Problem details
Write out every entry precisely as given, leaving the pictures out.

>> Begin Data

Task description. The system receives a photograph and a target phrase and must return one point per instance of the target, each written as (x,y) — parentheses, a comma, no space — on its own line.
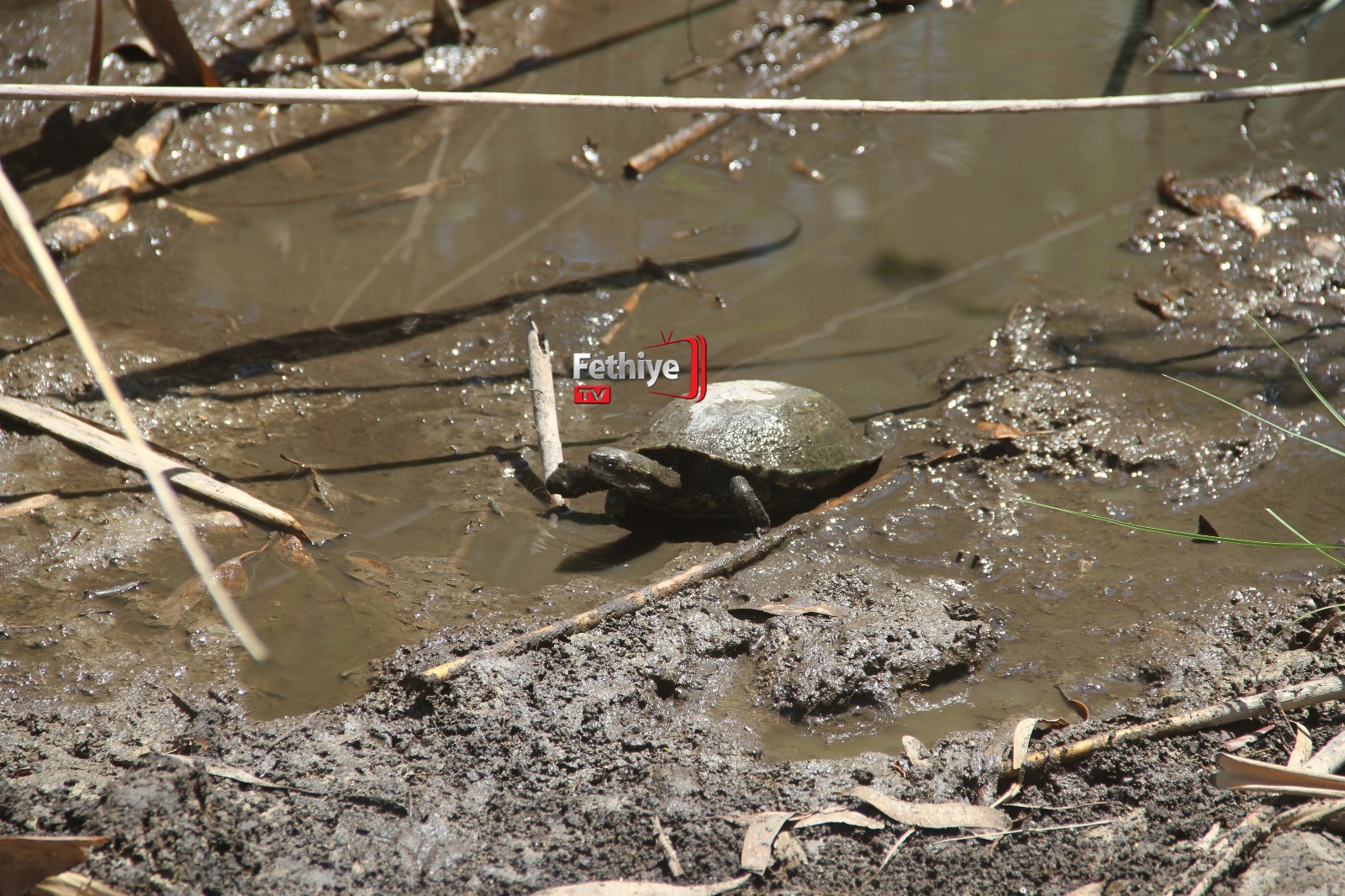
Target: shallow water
(921,235)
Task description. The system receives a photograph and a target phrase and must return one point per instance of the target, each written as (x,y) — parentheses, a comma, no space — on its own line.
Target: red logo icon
(592,394)
(696,367)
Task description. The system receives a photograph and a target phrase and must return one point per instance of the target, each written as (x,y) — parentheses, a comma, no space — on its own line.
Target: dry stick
(112,445)
(1263,821)
(650,159)
(412,98)
(18,213)
(666,845)
(544,407)
(1318,690)
(726,562)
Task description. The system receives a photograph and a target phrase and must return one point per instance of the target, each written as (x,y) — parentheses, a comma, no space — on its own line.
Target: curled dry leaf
(786,609)
(836,815)
(1302,748)
(161,24)
(27,505)
(195,215)
(990,430)
(1250,215)
(1250,737)
(26,860)
(932,814)
(1020,743)
(232,772)
(73,884)
(763,828)
(17,259)
(643,888)
(1257,777)
(104,194)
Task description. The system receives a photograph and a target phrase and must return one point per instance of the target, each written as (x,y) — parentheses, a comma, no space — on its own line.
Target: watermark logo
(592,394)
(647,365)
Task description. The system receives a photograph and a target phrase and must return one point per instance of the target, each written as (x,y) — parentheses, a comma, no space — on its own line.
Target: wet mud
(942,607)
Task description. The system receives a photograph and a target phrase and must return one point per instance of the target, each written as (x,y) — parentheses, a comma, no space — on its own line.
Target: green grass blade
(1305,541)
(1302,374)
(1257,416)
(1195,24)
(1177,533)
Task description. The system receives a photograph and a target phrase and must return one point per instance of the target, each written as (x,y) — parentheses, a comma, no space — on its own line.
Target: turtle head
(634,474)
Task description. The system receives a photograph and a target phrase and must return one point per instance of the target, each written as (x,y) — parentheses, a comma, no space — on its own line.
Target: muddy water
(907,250)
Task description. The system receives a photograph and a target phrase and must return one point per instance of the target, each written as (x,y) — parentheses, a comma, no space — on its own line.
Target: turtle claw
(750,506)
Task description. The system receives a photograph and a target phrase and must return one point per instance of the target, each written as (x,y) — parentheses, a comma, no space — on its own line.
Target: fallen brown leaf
(836,815)
(161,24)
(786,609)
(1254,775)
(29,858)
(763,829)
(17,259)
(1004,430)
(73,884)
(27,505)
(1251,217)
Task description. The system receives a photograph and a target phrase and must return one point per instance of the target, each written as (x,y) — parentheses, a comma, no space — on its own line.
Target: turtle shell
(793,444)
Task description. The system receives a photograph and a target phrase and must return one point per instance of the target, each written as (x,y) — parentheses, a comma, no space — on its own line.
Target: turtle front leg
(572,481)
(750,506)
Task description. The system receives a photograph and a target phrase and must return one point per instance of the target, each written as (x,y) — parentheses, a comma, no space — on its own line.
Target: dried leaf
(27,505)
(1004,430)
(1020,743)
(1254,775)
(161,24)
(1078,705)
(73,884)
(643,888)
(1096,888)
(1248,215)
(932,814)
(17,259)
(448,24)
(195,215)
(1311,813)
(1302,748)
(219,770)
(763,829)
(29,858)
(1237,743)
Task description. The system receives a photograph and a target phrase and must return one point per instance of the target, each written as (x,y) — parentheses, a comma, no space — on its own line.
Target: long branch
(410,98)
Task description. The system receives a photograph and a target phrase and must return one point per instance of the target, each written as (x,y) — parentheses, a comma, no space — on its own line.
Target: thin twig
(544,407)
(19,217)
(1318,690)
(669,851)
(87,436)
(412,98)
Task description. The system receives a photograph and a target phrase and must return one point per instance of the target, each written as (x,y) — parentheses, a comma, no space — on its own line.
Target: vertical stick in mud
(544,405)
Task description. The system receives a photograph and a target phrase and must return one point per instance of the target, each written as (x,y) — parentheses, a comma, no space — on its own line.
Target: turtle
(752,448)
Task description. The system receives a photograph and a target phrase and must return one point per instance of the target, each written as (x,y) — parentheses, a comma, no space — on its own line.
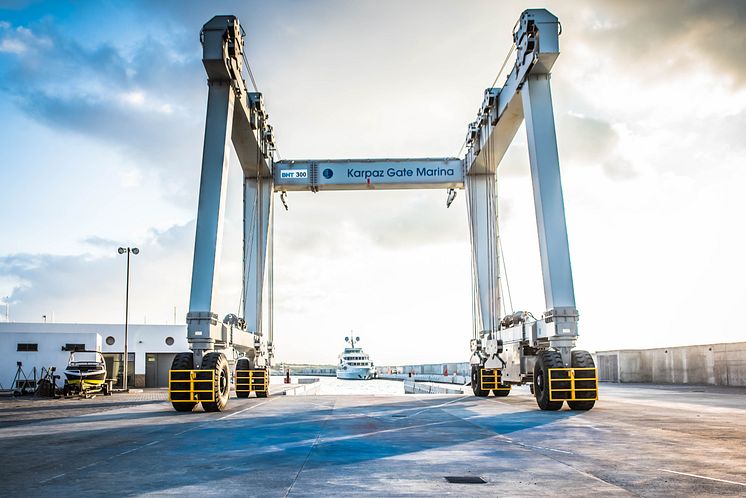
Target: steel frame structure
(236,116)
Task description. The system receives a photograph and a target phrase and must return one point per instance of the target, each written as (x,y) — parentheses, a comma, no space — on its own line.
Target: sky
(103,109)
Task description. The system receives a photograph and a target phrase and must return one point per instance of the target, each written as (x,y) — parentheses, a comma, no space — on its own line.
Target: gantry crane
(512,350)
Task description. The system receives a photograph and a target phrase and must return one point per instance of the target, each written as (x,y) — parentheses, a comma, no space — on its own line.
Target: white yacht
(354,364)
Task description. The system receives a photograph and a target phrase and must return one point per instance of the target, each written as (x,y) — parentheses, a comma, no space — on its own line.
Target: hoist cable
(505,62)
(505,272)
(248,70)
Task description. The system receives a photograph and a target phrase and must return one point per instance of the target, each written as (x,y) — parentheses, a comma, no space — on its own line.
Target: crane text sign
(369,174)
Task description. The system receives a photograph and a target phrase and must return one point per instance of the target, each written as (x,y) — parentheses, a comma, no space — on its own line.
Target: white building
(151,349)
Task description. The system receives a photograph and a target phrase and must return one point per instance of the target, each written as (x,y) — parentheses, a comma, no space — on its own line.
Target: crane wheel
(476,386)
(544,361)
(218,363)
(243,364)
(183,361)
(582,359)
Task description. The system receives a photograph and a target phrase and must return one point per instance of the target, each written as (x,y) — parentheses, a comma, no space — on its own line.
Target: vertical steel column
(202,322)
(561,315)
(481,202)
(257,214)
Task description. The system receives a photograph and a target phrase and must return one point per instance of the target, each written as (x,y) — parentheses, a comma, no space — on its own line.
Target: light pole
(135,251)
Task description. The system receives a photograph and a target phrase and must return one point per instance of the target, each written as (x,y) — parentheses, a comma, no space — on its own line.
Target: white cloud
(13,46)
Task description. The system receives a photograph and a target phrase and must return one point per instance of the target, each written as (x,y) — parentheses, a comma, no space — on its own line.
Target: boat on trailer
(354,364)
(85,373)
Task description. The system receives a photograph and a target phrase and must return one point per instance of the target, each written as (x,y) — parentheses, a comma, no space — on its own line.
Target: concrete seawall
(721,364)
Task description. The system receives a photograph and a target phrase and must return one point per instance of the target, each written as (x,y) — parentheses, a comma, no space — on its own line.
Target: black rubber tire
(544,361)
(242,364)
(218,363)
(582,359)
(475,386)
(183,361)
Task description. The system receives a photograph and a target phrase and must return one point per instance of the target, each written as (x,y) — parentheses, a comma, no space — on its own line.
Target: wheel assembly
(242,364)
(544,361)
(583,360)
(476,384)
(221,385)
(182,361)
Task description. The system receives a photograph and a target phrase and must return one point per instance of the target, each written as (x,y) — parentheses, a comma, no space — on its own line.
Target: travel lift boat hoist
(514,350)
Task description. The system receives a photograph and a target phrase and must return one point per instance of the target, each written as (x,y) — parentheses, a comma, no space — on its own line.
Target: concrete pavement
(639,440)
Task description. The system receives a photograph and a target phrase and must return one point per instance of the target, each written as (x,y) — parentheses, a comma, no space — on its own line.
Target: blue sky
(103,108)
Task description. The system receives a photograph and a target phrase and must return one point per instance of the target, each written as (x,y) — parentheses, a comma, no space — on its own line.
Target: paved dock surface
(639,440)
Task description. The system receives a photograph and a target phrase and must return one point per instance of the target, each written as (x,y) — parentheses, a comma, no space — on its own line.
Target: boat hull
(352,373)
(84,378)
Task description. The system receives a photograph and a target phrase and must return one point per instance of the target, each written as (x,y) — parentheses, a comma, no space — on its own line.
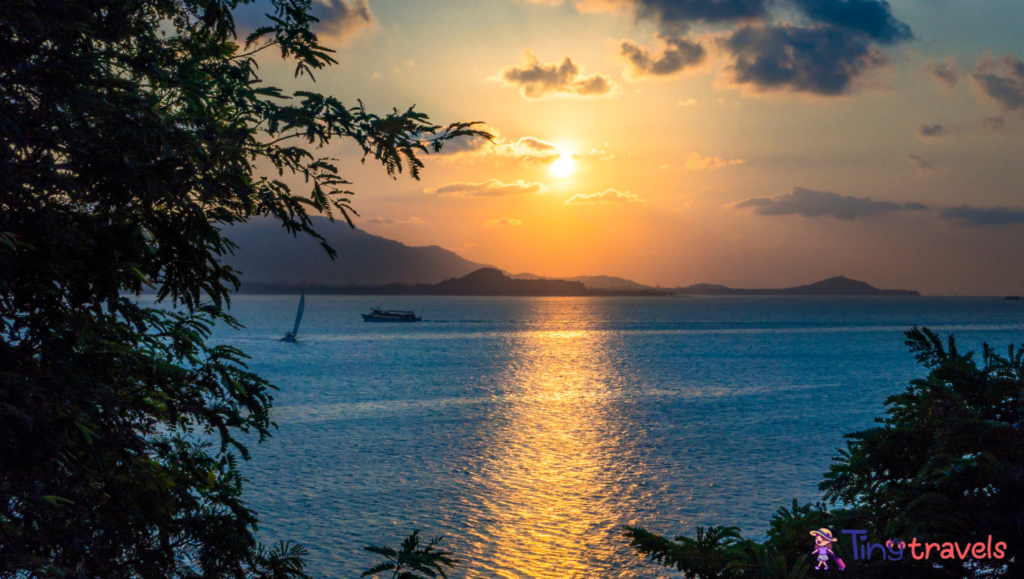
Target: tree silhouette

>> End Data

Answer below
Task description. The system receives a photograph and a target phrase and must return one point per instance of the target, each written as (x,y) — parentheses, a comma, no space — on its own line.
Target: shallow water
(921,235)
Task description. The system receives a photograph and a target phrase and must return one point per instance of the target, each written as (x,y) — parentheses, a comma, no space — on its own line.
Target: red logo icon
(592,394)
(696,367)
Task description. The system receives a photograph and a target phrase and must return one point per instance of the target, each written as (x,y) — parentheses, a comma, no space — on its own line.
Target: dry stick
(112,445)
(1263,821)
(650,159)
(412,98)
(18,213)
(666,845)
(544,407)
(1318,690)
(726,562)
Task description. The system receives a photograph and a target phrase and must return one point per instance of the target, each written as (x,y) — parentheses, a comma, no space — on its own line.
Target: curled dry leaf
(786,609)
(836,815)
(1302,748)
(161,24)
(27,505)
(195,215)
(990,430)
(1250,215)
(1250,737)
(26,860)
(932,814)
(1020,743)
(232,772)
(73,884)
(763,828)
(17,259)
(643,888)
(1257,777)
(104,194)
Task description. The system receives a photograph and a target phrase and must return one point per instance of the target, each written as (x,y) — parentheses, a comma, no space — on its own line.
Target: watermark logo
(592,394)
(647,365)
Task description. The system receives a photograph and a target phrase and must return one point per instance of the target, each written as (x,y) — parentheses, a comma, no space — on its own line.
Target: wet mud
(942,607)
Task description. The system receives a photograph and a target phrase and must return one point per instance of the target, each written as (x,y) — parentheses, a comma, no space — on its own line.
Target: green grass blade
(1305,541)
(1302,374)
(1257,416)
(1195,24)
(1177,533)
Task description. The system receives a photograph and a target phrase and must return one point per instance of the target, each written as (x,y) — parentheses, a comma, no space — on its own line.
Target: turtle head
(634,474)
Task description. The system receives a photograph and a target phrase and must return one point per instance of the target, each written as (x,y) — parentheses, a comma, no space — on its own line.
Target: muddy water
(907,250)
Task description. The system receives a photograph and a target phrase and must return one point per instance of the target, each written as (x,y) — parentheses, a comma, no space — on its own line.
Target: turtle claw
(750,506)
Task description. The system receives a photograph and a target phrase and must return one point per instance of the target, each written as (x,y) — parentheses, a comma, no space — on its own line.
Target: fallen brown leaf
(836,815)
(161,24)
(786,609)
(1254,775)
(29,858)
(763,829)
(17,259)
(1004,430)
(73,884)
(27,505)
(1251,217)
Task description. The system receives a photograph and a target phrase and must return one point per instance of the target, each written as (x,y) — parentheses, a comma, no space — on its own line.
Target: turtle shell
(793,444)
Task description. The system receives a photograph and a target phrase and must return one point per instance of the target, each written as (x,y) — parentheses, a comma, no space — on its own line.
Target: turtle front leg
(572,481)
(750,506)
Task description. The system receives a photograph and a target phrase and must return one point per instance of the target, each written as (x,y) — parentheses, a comma, no space — on its own line.
Target: dried leaf
(27,505)
(1004,430)
(1020,743)
(1254,775)
(161,24)
(1078,705)
(73,884)
(643,888)
(1096,888)
(1248,215)
(932,814)
(17,259)
(448,24)
(195,215)
(1311,813)
(1302,748)
(219,770)
(763,829)
(29,858)
(1237,743)
Task description. The system receives a photograph and a target phrase and must return one point per instance of the target, each written as (x,y) — parentheses, a comma, no space — on its own line.
Target: long branch
(410,98)
Task description. The system receives a photograph and a target phrase and must return one point per instance of the target, each written as (x,y) — parentheses, a comma, no space — on its own line.
Target: thin twig
(544,407)
(19,217)
(1318,690)
(669,851)
(87,436)
(412,98)
Task description. The system receives a photograph and a target phrase and must return one point per instance of the target, each written as (x,y) — parentheses, a comma, no space — on its own line.
Target: vertical stick in mud
(544,405)
Task description. The system receives a photograph and a target phrase and must return one point per instance of the target, each written as (x,y) — parentheses, a comma, no space — on its own line.
Target: turtle
(752,448)
Task description. The system receives a photograph and a target phrase and must return one point per instance of the target, each written as (x,y) — parentheses, a comma, no space — on its own line.
Target: steel frame structure
(236,116)
Task description. The system receives a photograph and a target phrase and must return one point per instance of the target, each written as (x,y) — parentheses, a comma, no space — on its own line.
Target: sky
(103,109)
Task description. The system receives a photograph and a target phrase and must return one point per instance of the target, each written as (x,y) — parentheses, a comma, no space — on its own line.
Target: gantry crane
(512,350)
Task description. The system receives a photograph and a target phrase and must return one point per instance of the target, each written as (x,y) — parentheses, a comma, no space — on its own line.
Target: white yacht
(354,364)
Task description. The system receives a photograph and a target phrase and must return one point per instance of the target, each written as (x,y) — parentheses, a comma, no space — on its own line.
Target: hoist cable
(505,62)
(505,272)
(248,70)
Task description. The system receives a photograph and a target phrase and must return one point per instance of the target, each written as (x,y) — parentheses, a comma, no space — on its own line.
Target: crane text sign
(369,174)
Task description. The system receives a photograph and a target phrase and must return one point per instance of the target, each written as (x,y) — parentheses, a comma, no space — on its own line.
Target: white building
(151,349)
Task description. The system receives a photograph and a target phrase and must return one point per instance of the target, each written as (x,y) — parentheses, a comma, no space — on its own line.
Target: crane wheel
(476,386)
(544,361)
(218,363)
(243,364)
(183,361)
(582,359)
Task description. The system receives a photograph and a target phrase and must return one point per instance of the target, each written as (x,y) — parentheses, a comma, no space — on its own line.
Target: vertical steel column
(202,322)
(561,315)
(481,202)
(257,214)
Task description. The system receives a photograph and a target phrase and must return one point per instance of the target, each written as (x,y) — parentheses, a comma, no space — on its own line.
Target: light pole
(135,251)
Task description. The system receives a photograph and a target phrase and must return one point per instance of the target, each written as (x,y) — parentheses, a comma, no space — on its own line.
Target: white cloud
(13,46)
Task description. The system receives a photograph and a target phrase and must return one point per instance of the target, each written as (x,y) — parentheses, a comma, no space — on its own line.
Target: boat on trailer
(354,364)
(85,373)
Task description. The system receives a photograph and a target phrase and must return one point per instance of the target, each written as (x,y) — parentheses, a comma, no space — on its own line.
Target: concrete seawall
(721,364)
Task description. The system receives a photograph and a target phrase and must return one point per instance of the target, each written as (x,y) — parentheses, a comma, no space — on its own line.
Target: black rubber tire
(544,361)
(242,364)
(218,363)
(582,359)
(475,386)
(183,361)
Task description. The system receives a photograph and a target phrase and must return one point per instance of the target, each written as (x,y) — parentheses, a comma, no space — on its own line.
Target: wheel assembly
(242,364)
(544,361)
(583,360)
(476,384)
(221,385)
(182,361)
Task description. The system receives a photograph and a target phrase and must return one point per instance of the target, each written as (x,y) — parentheses, a comma, no space — on its own line.
Target: travel lift boat hoist
(514,350)
Task description. The system receives a photograph and a target phrase and must return one point per instance of the target, each written as (x,y) — parentheses, a comma, no space — on its own line.
Target: concrete pavement
(639,440)
Task description. The system receives a photograph and a target phrase and must return one point per instance of the target, each written as (x,y) — parentheses, a comma, no space — on its own line.
Target: blue sky
(103,108)
Task description. The system receives a photograph and a target phrase and must return one point per instance of the target, each written as (x,y) — parentheses, a comma, no space — on its own line.
Target: paved dock surface
(639,440)
Task description. The system receives a photograph and a target phrase and must return one point per instance of the target, each written as (x,y) — parentheses, a comma, no space — on its own line.
Target: boat hull
(352,373)
(84,378)
Task description. The system receives a photograph and a target phrase and must return one point per instance of the target, each written as (x,y) — parentheses, a comma, no space — on its own line.
Target: tree silhouette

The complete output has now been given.